If the Executive applies for or is offered a new employment, appointment or engagement, before entering into any related contract the Executive will bring the terms of this clause 13 and clauses 3, 4, 14 to the attention of a third party proposing directly or indirectly to employ, appoint or engage her.

14.

 

Confidentiality

14.1

 

The Executive acknowledges that in the ordinary course of his employment he will be exposed to information about the business of the Company and the Group and that of the Company's and the Group's suppliers and customers which amounts to a trade secret, is confidential or is commercially sensitive and which may not be readily available to others engaged in a similar business to that of the Company or any of the Group Companies or to the general public and which if disclosed will be liable to cause significant harm to the Company or such Group Companies. The Executive has therefore agreed to accept the restrictions in this clause 14.

14.2

 

The Executive will not during the period of his employment with the Company obtain or seek to obtain any financial advantage (direct or indirect) from the disclosure of information acquired by him in the course of his employment with the Company.

 

 

For the purposes of this clause and by way of illustration and not limitation information will prima facie be secret and confidential if it relates to:

 

 

(i)

(SET EXERCISE 1): According to the contract excerpt, what has the Executive agreed to accept?

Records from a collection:
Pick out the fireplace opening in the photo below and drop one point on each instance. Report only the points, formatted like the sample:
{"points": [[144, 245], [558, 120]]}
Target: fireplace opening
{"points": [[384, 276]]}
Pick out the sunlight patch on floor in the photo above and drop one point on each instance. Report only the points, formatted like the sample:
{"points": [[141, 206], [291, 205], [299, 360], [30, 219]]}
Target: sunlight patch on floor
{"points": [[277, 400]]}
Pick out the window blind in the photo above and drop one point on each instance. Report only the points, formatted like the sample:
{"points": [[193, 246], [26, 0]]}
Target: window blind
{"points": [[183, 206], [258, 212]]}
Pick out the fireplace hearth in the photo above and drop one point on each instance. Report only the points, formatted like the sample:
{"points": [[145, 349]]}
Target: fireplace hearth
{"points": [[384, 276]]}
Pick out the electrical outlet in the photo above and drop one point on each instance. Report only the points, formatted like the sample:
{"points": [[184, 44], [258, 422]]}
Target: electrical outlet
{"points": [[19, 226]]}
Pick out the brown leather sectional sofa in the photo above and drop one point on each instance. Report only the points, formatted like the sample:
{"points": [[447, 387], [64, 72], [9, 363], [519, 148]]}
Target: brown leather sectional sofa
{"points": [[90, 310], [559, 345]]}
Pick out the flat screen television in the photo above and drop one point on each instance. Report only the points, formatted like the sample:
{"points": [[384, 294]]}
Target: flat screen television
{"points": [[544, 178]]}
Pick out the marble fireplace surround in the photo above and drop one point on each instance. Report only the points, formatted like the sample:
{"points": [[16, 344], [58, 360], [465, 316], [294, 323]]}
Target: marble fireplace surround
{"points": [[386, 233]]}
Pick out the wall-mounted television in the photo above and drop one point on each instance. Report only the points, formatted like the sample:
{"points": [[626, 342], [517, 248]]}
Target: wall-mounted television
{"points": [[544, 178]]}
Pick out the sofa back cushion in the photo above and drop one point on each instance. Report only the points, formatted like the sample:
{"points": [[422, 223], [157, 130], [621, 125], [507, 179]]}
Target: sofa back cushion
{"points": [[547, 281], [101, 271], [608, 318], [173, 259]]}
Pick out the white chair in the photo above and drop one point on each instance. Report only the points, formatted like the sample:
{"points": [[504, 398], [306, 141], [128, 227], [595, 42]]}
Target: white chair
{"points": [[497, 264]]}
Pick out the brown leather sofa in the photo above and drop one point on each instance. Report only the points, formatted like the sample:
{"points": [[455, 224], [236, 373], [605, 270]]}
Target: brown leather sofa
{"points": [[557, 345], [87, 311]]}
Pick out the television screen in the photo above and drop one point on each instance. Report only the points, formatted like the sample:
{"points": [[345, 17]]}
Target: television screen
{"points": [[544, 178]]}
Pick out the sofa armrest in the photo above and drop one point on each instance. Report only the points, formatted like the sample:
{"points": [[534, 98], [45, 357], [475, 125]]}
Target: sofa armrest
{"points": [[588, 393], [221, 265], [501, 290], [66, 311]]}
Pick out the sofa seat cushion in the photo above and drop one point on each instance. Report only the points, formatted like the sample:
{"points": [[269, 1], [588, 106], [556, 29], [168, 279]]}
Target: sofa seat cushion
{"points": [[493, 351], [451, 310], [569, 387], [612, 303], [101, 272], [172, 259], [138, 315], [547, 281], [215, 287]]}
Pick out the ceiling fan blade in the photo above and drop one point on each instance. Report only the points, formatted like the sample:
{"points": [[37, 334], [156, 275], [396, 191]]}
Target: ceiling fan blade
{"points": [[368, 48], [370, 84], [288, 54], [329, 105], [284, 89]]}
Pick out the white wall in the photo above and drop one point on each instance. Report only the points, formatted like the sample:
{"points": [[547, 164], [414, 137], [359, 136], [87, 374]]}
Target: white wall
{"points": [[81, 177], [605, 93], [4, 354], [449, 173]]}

* * *

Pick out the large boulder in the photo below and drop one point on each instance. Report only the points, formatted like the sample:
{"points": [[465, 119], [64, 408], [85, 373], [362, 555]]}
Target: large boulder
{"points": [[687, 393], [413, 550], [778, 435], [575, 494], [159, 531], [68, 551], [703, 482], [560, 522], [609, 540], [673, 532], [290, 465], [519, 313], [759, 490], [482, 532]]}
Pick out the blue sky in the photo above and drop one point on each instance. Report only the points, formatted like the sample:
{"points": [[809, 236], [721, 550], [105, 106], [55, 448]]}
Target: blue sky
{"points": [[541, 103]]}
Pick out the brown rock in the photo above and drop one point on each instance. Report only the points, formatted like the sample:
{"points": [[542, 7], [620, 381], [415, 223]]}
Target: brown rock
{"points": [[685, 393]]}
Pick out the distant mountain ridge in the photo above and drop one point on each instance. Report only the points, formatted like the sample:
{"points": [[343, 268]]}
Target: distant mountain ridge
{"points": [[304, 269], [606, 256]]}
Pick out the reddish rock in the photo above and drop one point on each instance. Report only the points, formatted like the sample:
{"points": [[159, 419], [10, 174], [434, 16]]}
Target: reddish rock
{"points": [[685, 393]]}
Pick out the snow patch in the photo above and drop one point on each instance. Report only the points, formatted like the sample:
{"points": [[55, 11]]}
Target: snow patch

(SET EXERCISE 2): From the listing, copy the part that opens with the line containing "Pick out the brown rock" and closes with the line containing "Target: snow patch", including both of those lines.

(EXERCISE RESULT 1): The restrictions in clause 14.

(EXERCISE RESULT 2):
Pick out the brown rock in the photo above and drop one point on each instance. Report only the points, formatted like the sample:
{"points": [[542, 7], [620, 381], [415, 223]]}
Target: brown rock
{"points": [[685, 393]]}
Pick out the distant mountain ridge in the photo above and drop one point on each instance. Report only the points, formatted like the sample:
{"points": [[343, 268]]}
Target: distant mountain ridge
{"points": [[304, 269], [606, 256]]}
Pick out the reddish rock in the photo above and drop one point on each instance. Report only the points, formatted like the sample:
{"points": [[159, 419], [10, 174], [434, 16]]}
Target: reddish rock
{"points": [[685, 393]]}
Pick out the snow patch in the photo above and drop one point on each instance. Report only the points, formatted like the sample:
{"points": [[55, 11]]}
Target: snow patch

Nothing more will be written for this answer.